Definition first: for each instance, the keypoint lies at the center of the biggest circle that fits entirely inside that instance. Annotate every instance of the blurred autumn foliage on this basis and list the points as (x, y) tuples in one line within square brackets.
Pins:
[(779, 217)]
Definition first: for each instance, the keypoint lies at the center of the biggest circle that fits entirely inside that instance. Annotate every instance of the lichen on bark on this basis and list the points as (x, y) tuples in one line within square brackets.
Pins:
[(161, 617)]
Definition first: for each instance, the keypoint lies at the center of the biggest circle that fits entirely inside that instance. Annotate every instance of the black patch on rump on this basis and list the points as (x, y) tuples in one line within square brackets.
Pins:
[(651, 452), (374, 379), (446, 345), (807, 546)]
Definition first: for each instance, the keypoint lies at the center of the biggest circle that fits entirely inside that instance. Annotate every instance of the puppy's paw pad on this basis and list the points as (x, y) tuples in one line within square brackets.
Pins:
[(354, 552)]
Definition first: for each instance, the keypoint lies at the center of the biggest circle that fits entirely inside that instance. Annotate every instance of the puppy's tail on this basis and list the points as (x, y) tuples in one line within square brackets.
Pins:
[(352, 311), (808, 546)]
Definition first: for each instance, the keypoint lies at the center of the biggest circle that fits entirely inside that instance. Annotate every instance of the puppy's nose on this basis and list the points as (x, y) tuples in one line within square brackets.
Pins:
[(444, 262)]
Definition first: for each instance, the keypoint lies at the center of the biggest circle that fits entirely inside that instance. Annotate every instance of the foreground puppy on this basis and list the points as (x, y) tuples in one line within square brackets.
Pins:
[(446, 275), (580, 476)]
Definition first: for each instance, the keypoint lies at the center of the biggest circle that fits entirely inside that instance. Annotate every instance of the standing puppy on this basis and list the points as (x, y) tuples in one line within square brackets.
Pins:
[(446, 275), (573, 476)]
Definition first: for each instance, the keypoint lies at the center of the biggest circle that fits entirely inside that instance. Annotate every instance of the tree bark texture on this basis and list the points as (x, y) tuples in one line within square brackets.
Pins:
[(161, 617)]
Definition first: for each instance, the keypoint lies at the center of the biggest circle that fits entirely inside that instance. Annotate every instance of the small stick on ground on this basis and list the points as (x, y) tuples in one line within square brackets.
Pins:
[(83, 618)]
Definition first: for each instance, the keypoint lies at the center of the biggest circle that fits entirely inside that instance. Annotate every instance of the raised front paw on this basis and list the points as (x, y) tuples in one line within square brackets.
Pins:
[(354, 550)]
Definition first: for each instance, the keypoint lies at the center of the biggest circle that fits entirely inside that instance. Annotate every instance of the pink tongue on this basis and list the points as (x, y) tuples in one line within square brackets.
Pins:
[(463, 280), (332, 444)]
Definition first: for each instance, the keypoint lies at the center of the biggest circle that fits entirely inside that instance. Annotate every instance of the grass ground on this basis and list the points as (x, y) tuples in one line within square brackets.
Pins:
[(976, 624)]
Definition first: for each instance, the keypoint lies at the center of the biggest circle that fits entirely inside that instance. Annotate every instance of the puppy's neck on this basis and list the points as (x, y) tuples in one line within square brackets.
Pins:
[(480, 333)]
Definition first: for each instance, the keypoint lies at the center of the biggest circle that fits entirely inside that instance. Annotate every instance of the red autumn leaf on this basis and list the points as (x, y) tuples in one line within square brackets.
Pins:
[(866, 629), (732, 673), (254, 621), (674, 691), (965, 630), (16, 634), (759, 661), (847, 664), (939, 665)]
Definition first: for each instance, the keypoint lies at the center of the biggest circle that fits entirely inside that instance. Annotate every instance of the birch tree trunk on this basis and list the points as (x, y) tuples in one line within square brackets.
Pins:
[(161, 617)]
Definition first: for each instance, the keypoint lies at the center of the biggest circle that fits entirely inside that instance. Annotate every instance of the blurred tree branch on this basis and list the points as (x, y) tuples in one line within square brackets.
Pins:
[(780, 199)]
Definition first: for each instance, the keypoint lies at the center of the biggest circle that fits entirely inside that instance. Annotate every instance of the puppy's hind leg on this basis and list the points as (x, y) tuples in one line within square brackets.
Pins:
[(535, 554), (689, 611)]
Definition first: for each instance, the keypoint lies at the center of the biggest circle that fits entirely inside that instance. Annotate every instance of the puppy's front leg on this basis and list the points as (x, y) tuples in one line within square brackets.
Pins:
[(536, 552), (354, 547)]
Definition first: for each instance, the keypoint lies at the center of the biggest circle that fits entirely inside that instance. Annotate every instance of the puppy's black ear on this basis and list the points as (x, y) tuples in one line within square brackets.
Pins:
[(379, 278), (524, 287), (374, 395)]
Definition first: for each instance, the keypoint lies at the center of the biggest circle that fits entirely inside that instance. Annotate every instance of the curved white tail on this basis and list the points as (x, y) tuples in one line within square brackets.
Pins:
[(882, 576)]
══════════════════════════════
◆ **WHAT TO WORK ON**
Can you turn the lines from the one containing "of the black" up to and including the one containing "[(651, 452), (374, 379), (446, 345), (807, 546)]" into a Markdown table with the columns Row and Line, numbering each row and leaving out blank lines?

◆ **ANSWER BELOW**
| Row | Line |
|---|---|
| 1 | Definition first: for each instance, the keypoint lies at the center of the biggest circle that fits entirely inside that instance. Annotate every instance of the black patch on rump on this basis and list the points as (x, y) tuples in one line within square brackets. |
| 2 | Pins: |
| 3 | [(651, 452), (374, 379), (446, 345), (807, 546)] |